* Description of the task
Set down the items below without any change, from the line containing "TARGET = white paper sheet" through the line containing "(1117, 378)", inclusive.

* Material
□ □ □ □ □ □ □

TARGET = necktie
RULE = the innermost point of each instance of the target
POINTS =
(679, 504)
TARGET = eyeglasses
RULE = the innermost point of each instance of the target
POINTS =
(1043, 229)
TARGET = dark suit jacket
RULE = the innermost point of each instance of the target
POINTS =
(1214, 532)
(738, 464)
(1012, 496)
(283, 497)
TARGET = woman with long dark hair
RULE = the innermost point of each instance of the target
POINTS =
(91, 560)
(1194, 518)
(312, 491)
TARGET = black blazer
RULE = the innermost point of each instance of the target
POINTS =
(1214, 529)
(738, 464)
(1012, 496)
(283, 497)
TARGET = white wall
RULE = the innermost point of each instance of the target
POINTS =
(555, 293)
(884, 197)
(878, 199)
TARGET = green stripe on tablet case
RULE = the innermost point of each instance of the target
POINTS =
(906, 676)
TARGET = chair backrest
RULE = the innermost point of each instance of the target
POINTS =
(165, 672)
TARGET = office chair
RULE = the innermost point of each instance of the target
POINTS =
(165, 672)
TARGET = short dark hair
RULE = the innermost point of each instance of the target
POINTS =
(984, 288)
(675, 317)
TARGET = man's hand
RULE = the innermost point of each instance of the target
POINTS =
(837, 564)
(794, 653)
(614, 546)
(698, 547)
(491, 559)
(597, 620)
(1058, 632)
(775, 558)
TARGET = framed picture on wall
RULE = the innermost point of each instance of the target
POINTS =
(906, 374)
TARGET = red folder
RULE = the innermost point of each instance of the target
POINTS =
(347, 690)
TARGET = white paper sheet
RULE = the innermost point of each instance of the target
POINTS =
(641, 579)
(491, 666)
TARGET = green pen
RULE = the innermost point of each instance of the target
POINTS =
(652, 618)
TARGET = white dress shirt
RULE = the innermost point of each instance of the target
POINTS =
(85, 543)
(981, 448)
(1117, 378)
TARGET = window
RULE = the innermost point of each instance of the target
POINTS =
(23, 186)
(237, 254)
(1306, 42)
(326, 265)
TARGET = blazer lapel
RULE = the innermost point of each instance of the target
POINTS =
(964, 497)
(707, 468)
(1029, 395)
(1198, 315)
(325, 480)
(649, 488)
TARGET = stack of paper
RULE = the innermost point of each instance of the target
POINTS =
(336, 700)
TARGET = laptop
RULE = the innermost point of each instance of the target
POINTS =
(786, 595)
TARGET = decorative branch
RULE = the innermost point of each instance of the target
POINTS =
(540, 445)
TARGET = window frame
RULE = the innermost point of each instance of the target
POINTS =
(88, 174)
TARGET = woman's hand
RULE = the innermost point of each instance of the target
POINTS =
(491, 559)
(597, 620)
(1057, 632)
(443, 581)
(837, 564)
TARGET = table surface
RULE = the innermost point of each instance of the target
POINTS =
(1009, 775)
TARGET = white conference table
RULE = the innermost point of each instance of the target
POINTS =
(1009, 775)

□ □ □ □ □ □ □

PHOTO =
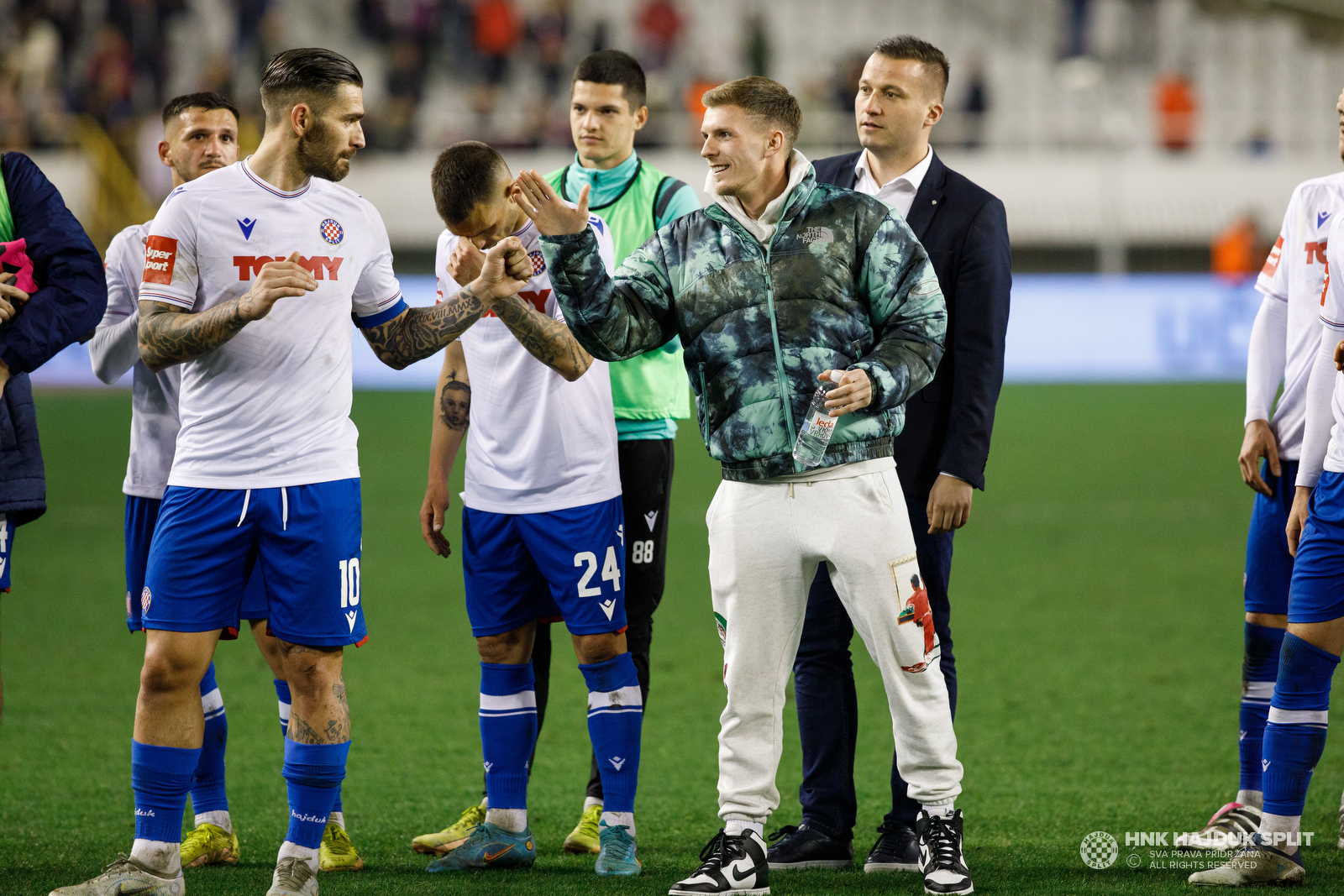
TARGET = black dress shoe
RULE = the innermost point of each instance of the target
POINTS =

□ □ □ □ □ □ □

* Reply to the exercise
TARGET = white paper sheet
RULE = the innermost point of each instance of the target
POINTS =
(641, 579)
(491, 666)
TARGET = green pen
RULE = the innermost point of each instance of the target
POINTS =
(652, 618)
TARGET = white dress shirt
RULE = the innermost point of each instance of the target
POINTS =
(85, 543)
(981, 448)
(1117, 378)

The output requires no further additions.